- Task brief
Reproduce the part of the streaming film roundup starting at "New on Netflix: From" and ending at "Elle Fanning’s escort.".

- Selected text
---

New on Netflix: From co-writer and director Taylor Sheridan to star Angelina Jolie, everyone atop the wildfire survival thriller Those Who Wish Me Dead (2021, 99 minutes) fails to deliver what’s expected of them; Quentin Tarantino’s Once Upon a Time in Hollywood (2019, 161 minutes) is a Manson-era Los Angeles epic that is blessed with Brad Pitt’s stuntman just hanging out and doing chores before everything spins out of control.

New on SBS on Demand: Melanie Laurent’s moody, downbeat Galveston (2018, 90 minutes) is part of a fascinating subset of American crime dramas directed by international filmmakers (see Roman Polanski’s Chinatown), looking anew on familiar tropes as Ben Foster plays a double-crossed enforcer on the run who kidnaps Elle Fanning’s escort.

New on Stan: Jason Reitman’s best film, Young Adult (2011, 94 minutes) is an acerbic, telling black comedy that stars Charlize Theron as a disaffected writer who goes home for a reunion with very bad ideas on how to fix her life; the ultimate pregnancy movie, Rosemary’s Baby (1968, 137 minutes) is a slow burn horror classic from Roman Polanski where Mia Farrow’s pregnant young bride begins to worry about her husband’s allegiances.

---

- Recorded information
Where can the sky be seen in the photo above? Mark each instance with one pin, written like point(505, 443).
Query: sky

---

- Exercise solution
New on Netflix: From co-writer and director Taylor Sheridan to star Angelina Jolie, everyone atop the wildfire survival thriller Those Who Wish Me Dead (2021, 99 minutes) fails to deliver what’s expected of them; Quentin Tarantino’s Once Upon a Time in Hollywood (2019, 161 minutes) is a Manson-era Los Angeles epic that is blessed with Brad Pitt’s stuntman just hanging out and doing chores before everything spins out of control.

New on SBS on Demand: Melanie Laurent’s moody, downbeat Galveston (2018, 90 minutes) is part of a fascinating subset of American crime dramas directed by international filmmakers (see Roman Polanski’s Chinatown), looking anew on familiar tropes as Ben Foster plays a double-crossed enforcer on the run who kidnaps Elle Fanning’s escort.